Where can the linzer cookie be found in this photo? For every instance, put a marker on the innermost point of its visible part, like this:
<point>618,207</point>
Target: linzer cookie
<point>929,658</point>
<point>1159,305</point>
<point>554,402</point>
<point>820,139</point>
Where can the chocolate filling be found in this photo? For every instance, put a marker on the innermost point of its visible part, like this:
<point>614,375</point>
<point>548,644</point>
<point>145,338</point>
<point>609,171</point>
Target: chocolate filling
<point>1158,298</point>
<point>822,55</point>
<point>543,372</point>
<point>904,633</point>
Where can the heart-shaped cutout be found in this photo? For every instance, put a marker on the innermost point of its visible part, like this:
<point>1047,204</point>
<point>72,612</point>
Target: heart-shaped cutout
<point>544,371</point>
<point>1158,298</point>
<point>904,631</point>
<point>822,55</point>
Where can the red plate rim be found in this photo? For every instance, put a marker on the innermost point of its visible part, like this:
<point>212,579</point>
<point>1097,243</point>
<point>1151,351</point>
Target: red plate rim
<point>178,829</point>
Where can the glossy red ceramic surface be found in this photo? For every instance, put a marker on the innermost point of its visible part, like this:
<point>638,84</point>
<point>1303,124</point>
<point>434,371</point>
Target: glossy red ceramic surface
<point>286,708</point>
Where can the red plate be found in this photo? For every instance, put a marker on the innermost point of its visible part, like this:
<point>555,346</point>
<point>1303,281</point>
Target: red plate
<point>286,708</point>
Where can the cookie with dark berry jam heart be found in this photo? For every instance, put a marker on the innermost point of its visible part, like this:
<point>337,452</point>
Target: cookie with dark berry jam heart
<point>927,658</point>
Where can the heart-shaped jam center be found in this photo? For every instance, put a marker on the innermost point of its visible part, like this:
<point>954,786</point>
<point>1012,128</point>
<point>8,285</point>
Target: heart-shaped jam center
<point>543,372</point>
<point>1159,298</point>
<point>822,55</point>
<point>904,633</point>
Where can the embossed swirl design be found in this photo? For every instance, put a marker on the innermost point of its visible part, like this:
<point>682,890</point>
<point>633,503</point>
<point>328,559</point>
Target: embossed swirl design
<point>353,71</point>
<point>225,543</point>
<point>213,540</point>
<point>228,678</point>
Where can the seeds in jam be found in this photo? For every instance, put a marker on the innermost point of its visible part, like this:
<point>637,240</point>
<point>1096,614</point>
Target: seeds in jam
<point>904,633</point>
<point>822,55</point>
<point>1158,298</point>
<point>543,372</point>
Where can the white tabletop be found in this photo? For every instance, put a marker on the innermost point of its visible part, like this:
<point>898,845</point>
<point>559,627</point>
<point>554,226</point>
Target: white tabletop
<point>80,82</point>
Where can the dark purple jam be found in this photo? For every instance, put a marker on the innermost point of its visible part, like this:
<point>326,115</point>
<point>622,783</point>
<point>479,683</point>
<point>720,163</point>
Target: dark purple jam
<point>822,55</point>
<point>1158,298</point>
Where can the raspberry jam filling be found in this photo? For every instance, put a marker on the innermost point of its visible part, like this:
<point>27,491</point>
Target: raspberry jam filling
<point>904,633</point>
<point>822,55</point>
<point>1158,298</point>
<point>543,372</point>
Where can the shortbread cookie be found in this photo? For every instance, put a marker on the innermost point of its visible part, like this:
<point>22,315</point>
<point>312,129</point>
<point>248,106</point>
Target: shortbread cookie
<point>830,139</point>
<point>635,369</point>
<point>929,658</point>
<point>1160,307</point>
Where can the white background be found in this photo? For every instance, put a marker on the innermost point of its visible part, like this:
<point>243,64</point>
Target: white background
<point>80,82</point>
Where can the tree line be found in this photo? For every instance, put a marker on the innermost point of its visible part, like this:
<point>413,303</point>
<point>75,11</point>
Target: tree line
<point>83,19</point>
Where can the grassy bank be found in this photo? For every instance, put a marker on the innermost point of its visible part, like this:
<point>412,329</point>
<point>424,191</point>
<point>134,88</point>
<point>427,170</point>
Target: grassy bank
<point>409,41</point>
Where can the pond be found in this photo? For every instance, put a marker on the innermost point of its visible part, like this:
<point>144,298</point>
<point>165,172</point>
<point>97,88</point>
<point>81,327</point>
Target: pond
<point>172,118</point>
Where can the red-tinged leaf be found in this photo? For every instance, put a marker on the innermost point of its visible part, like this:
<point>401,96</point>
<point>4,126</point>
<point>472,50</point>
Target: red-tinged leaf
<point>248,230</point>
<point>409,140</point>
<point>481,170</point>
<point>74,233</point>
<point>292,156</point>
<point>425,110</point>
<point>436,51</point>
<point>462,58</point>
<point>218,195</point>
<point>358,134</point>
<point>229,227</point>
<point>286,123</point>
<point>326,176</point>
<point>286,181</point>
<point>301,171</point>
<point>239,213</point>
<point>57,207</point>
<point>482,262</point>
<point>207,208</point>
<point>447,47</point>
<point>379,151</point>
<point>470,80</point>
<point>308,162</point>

____

▶ ACTION ITEM: Where the line holding "<point>479,683</point>" appears in the listing above, start reproducing exactly, and end with the line holding "<point>472,50</point>".

▶ SOLVED PROBLEM:
<point>479,683</point>
<point>720,163</point>
Target: dark purple jam
<point>822,55</point>
<point>1158,298</point>
Where can the raspberry jam filling be found in this photo? For every instance, put a marker on the innermost point of its visible part, like this:
<point>27,491</point>
Target: raspberry jam filling
<point>904,633</point>
<point>822,55</point>
<point>1158,298</point>
<point>543,372</point>
Where can the shortbread cookie be found in this photo? For every instance, put a marker on the innermost point of its visible part, like this:
<point>22,315</point>
<point>312,129</point>
<point>248,106</point>
Target: shortbread cookie
<point>830,139</point>
<point>635,369</point>
<point>929,658</point>
<point>1160,307</point>
Where can the white background be found in this photo? For every instance, put a marker on the innermost point of its visible part, like this:
<point>243,64</point>
Target: white background
<point>80,82</point>
Where can the tree line be found in this photo? For every instance, put a marker on the innermost point of its visible part, like this:
<point>413,303</point>
<point>75,11</point>
Target: tree line
<point>83,19</point>
Where can the grassy bank be found in this photo? For every instance, put a marker on the innermost point of its visible part, like this:
<point>412,329</point>
<point>424,191</point>
<point>134,88</point>
<point>427,170</point>
Target: grassy bank
<point>409,41</point>
Where can the pond be found in this photo? For every instance, put a marker on the innermost point of its visible part, like this:
<point>144,298</point>
<point>165,172</point>
<point>97,88</point>
<point>81,327</point>
Target: pond
<point>172,118</point>
Where can the red-tinged leaf be found in this photo? For every instance, put a marker on the innermost point of its visible part, like this:
<point>401,96</point>
<point>4,126</point>
<point>472,50</point>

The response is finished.